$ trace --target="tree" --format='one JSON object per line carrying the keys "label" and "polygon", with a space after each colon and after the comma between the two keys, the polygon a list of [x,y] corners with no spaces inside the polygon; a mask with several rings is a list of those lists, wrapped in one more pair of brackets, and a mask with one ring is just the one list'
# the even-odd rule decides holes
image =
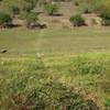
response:
{"label": "tree", "polygon": [[9,14],[0,12],[0,25],[8,26],[12,23],[12,19]]}
{"label": "tree", "polygon": [[43,9],[48,15],[53,15],[57,12],[58,7],[55,3],[52,4],[50,2],[46,2],[44,3]]}
{"label": "tree", "polygon": [[26,15],[25,20],[26,20],[26,28],[33,29],[36,25],[38,19],[37,19],[36,13],[30,12]]}

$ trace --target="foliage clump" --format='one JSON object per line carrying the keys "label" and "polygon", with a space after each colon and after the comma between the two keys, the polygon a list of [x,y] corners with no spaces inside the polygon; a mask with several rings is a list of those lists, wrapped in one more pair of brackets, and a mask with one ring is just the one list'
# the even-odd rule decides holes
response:
{"label": "foliage clump", "polygon": [[9,14],[0,12],[0,25],[8,26],[12,23],[12,19]]}

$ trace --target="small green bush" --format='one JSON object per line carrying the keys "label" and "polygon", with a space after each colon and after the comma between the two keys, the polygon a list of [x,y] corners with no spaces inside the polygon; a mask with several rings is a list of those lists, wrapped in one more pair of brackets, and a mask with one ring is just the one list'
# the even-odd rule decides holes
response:
{"label": "small green bush", "polygon": [[81,15],[72,15],[69,21],[74,24],[74,26],[85,25],[85,19]]}
{"label": "small green bush", "polygon": [[11,24],[12,19],[9,14],[0,12],[0,25],[7,26]]}
{"label": "small green bush", "polygon": [[48,2],[44,4],[43,9],[48,15],[54,15],[58,11],[57,4],[51,4]]}
{"label": "small green bush", "polygon": [[28,15],[26,15],[26,28],[30,28],[32,29],[33,26],[36,25],[37,23],[37,14],[34,13],[34,12],[30,12]]}
{"label": "small green bush", "polygon": [[100,16],[102,18],[102,25],[110,25],[110,13],[102,12]]}

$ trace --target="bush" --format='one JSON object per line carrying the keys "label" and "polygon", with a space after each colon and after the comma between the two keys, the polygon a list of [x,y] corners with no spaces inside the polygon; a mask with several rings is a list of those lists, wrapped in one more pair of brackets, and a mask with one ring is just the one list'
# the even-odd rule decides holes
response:
{"label": "bush", "polygon": [[32,28],[34,28],[35,25],[36,25],[36,23],[37,23],[37,14],[36,13],[34,13],[34,12],[30,12],[28,15],[26,15],[26,26],[29,28],[29,29],[32,29]]}
{"label": "bush", "polygon": [[85,25],[85,19],[81,15],[72,15],[69,21],[74,24],[74,26]]}
{"label": "bush", "polygon": [[54,80],[41,59],[1,59],[0,72],[1,110],[98,110]]}
{"label": "bush", "polygon": [[102,25],[110,25],[110,13],[102,12],[100,16],[102,18]]}
{"label": "bush", "polygon": [[48,3],[48,2],[46,2],[46,3],[44,4],[44,11],[45,11],[48,15],[55,14],[55,13],[57,12],[57,10],[58,10],[57,4],[51,4],[51,3]]}
{"label": "bush", "polygon": [[8,26],[12,23],[12,19],[9,14],[0,12],[0,25]]}

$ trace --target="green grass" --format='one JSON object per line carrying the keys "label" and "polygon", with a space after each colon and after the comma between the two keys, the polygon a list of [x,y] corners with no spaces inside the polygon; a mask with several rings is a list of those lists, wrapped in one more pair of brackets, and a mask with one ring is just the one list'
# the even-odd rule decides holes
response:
------------
:: STATED TASK ::
Pull out each line above that contains the word "clump", matching case exactly.

:: REPLY ::
$ trace --target="foliage clump" --format='one JSON object per line carrying the keys "label" and "polygon", with a space after each colon and after the comma between the two keys, the polygon a list of [x,y] corners with no spaces inside the polygon; a mask with several rings is a list of those lists, wrapped in one more pair of brackets, and a mask with one ring is just the one list'
{"label": "foliage clump", "polygon": [[9,14],[0,12],[0,25],[8,26],[12,23],[12,19]]}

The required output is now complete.